§ Set task a
Rewrite the entries below as a JSON list of strings, one string per line, covering only the stretch from the start of the entries through the line containing "point(73, 7)". Omit blank lines and leave the pictures out of the list.

-- Source excerpt start --

Table and DataSet offset annotations

Open colin-alexa opened this issue 1 year ago • 0 comments

TL;DR

This adds a facility for adding tabular ("table-like", e.g. csv- or sql-compatible) data to offset documents, alongside a simple way to display that data using a table. Conversion and rendering logic is added for github-flavored markdown tables and for html tables which are exactly equivalent to those produced by github-flavored markdown.

The Pitch

The initial motivation for this change came from a desire to support markdown tables. As we considered the possibilities of table formatting we realized we didn't want to support tables as a general purpose layout tool. Rather, we felt it was more interesting and more useful to provide facilities around tabular data, or data which resembles a database table.

HTML and markdown tables are one obvious potential instance of tabular data, but the more interesting possibilities lie outside of the obvious. Well-structured tabular data can be used to power charts and graphs and other data visualizations. Even just more visually-complex table-like views (like product comparison tables) become simple to represent once we have a way of reasoning about tabular data in and of itself in the document.

In this paradigm, a typical rows and columns table layout is just one straightforward visualization of a set of tabular data, not conceptually distinct from something like a pie chart.

-- Source excerpt end --
-- Exercise data start --

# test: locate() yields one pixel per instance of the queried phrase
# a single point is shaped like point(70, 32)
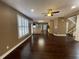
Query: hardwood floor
point(47, 47)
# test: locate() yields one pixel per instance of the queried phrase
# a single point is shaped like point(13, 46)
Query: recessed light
point(32, 10)
point(73, 7)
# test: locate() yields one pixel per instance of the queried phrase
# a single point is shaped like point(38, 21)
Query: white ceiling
point(41, 6)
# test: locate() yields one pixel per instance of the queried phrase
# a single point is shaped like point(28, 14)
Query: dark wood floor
point(47, 47)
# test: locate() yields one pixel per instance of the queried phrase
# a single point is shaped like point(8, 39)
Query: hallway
point(46, 47)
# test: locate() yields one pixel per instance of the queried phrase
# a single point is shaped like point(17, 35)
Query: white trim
point(60, 34)
point(8, 52)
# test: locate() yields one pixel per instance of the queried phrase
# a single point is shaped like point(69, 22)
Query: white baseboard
point(8, 52)
point(60, 34)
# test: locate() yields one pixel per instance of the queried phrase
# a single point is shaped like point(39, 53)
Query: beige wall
point(57, 26)
point(8, 28)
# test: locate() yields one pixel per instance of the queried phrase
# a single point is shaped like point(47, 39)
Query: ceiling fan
point(50, 12)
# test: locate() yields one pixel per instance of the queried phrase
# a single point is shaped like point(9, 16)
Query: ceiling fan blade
point(56, 12)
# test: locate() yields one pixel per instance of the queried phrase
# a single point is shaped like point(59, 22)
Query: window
point(23, 26)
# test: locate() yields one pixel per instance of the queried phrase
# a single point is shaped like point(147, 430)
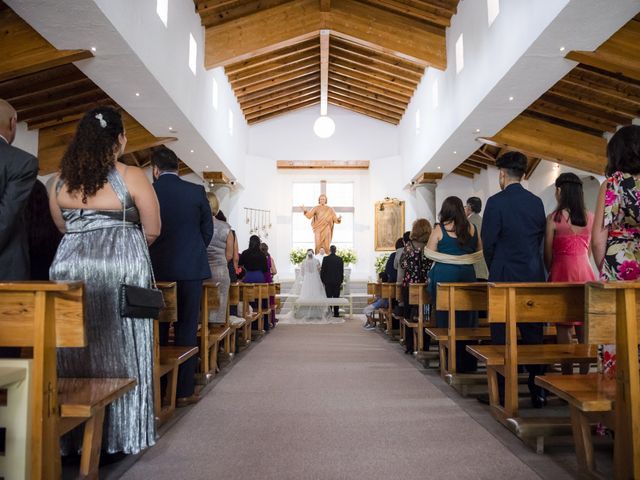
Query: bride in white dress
point(309, 303)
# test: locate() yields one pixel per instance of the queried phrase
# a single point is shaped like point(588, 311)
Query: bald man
point(18, 173)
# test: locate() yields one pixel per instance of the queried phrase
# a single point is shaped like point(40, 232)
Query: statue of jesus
point(323, 217)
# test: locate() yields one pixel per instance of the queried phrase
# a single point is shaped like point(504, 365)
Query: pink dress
point(571, 253)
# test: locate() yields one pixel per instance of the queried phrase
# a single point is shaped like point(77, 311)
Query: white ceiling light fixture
point(324, 126)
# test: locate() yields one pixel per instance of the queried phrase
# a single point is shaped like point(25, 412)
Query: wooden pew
point(211, 334)
point(168, 358)
point(512, 303)
point(236, 324)
point(612, 312)
point(43, 316)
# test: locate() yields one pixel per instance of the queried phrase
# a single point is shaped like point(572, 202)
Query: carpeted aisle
point(327, 402)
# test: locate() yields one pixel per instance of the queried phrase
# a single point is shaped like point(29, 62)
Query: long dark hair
point(89, 157)
point(453, 211)
point(571, 199)
point(623, 151)
point(254, 242)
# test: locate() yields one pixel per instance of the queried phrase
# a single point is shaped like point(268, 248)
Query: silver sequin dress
point(99, 251)
point(217, 257)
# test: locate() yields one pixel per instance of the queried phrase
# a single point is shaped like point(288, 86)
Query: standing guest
point(389, 269)
point(255, 264)
point(42, 234)
point(100, 204)
point(472, 209)
point(219, 253)
point(512, 234)
point(458, 237)
point(180, 255)
point(566, 248)
point(415, 267)
point(271, 271)
point(18, 173)
point(332, 275)
point(616, 234)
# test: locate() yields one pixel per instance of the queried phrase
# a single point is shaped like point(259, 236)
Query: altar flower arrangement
point(381, 262)
point(347, 255)
point(297, 255)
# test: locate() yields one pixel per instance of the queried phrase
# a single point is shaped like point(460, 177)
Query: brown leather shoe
point(186, 401)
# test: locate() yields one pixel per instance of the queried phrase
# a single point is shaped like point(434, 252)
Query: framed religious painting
point(388, 224)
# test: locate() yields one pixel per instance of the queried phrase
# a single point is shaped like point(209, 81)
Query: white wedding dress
point(308, 289)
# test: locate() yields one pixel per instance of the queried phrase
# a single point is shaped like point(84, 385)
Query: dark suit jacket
point(180, 252)
point(18, 173)
point(332, 270)
point(512, 234)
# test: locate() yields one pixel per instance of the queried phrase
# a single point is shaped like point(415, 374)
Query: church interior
point(387, 108)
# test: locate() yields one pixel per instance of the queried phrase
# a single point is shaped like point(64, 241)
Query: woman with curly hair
point(100, 205)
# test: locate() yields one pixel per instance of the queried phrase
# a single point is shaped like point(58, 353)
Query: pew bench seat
point(494, 355)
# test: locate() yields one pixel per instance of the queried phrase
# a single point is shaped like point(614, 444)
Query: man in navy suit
point(180, 255)
point(512, 234)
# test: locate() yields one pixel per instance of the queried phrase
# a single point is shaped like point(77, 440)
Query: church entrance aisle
point(327, 402)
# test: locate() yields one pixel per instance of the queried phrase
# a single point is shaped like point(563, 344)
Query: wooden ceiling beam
point(364, 111)
point(418, 10)
point(388, 32)
point(358, 92)
point(380, 58)
point(310, 97)
point(370, 80)
point(242, 99)
point(237, 9)
point(285, 70)
point(280, 112)
point(274, 65)
point(378, 68)
point(324, 70)
point(262, 32)
point(366, 103)
point(266, 58)
point(271, 82)
point(538, 138)
point(277, 102)
point(364, 85)
point(313, 84)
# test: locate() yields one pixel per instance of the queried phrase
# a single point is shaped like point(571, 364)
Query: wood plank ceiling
point(51, 94)
point(570, 122)
point(375, 56)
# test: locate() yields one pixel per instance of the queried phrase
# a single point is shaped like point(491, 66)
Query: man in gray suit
point(472, 209)
point(18, 174)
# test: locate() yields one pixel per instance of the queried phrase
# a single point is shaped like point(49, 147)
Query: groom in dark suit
point(512, 234)
point(332, 275)
point(180, 255)
point(18, 173)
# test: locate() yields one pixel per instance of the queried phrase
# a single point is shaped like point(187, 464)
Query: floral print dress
point(622, 256)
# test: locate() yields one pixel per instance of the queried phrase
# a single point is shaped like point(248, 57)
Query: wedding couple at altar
point(316, 290)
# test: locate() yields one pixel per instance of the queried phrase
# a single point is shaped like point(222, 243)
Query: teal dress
point(446, 273)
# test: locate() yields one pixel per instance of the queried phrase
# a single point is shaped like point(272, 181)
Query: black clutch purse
point(140, 302)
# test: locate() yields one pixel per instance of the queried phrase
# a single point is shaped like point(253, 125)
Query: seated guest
point(457, 237)
point(271, 271)
point(219, 253)
point(92, 194)
point(256, 267)
point(377, 303)
point(389, 269)
point(566, 248)
point(616, 237)
point(180, 255)
point(42, 234)
point(415, 267)
point(512, 234)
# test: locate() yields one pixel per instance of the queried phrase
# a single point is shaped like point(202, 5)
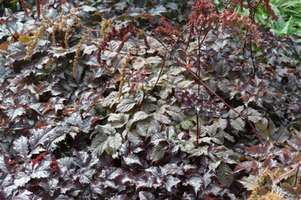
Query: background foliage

-- Exercise data end --

§ Set task b
Echo, word for word, the stretch of the table annotations issue from "HTML and markdown" through "a pie chart.".

§ Task answer a
[
  "# test: locate() yields one pixel per instance of the queried phrase",
  "# a single point is shaped like point(70, 32)",
  "Query: hardwood floor",
  "point(47, 47)",
  "# test: locate() yields one pixel per instance of the queried phrase",
  "# a single point is shaped like point(13, 46)",
  "Query: recessed light",
  "point(32, 10)",
  "point(73, 7)"
]

§ Task answer b
HTML and markdown tables are one obvious potential instance of tabular data, but the more interesting possibilities lie outside of the obvious. Well-structured tabular data can be used to power charts and graphs and other data visualizations. Even just more visually-complex table-like views (like product comparison tables) become simple to represent once we have a way of reasoning about tabular data in and of itself in the document.

In this paradigm, a typical rows and columns table layout is just one straightforward visualization of a set of tabular data, not conceptually distinct from something like a pie chart.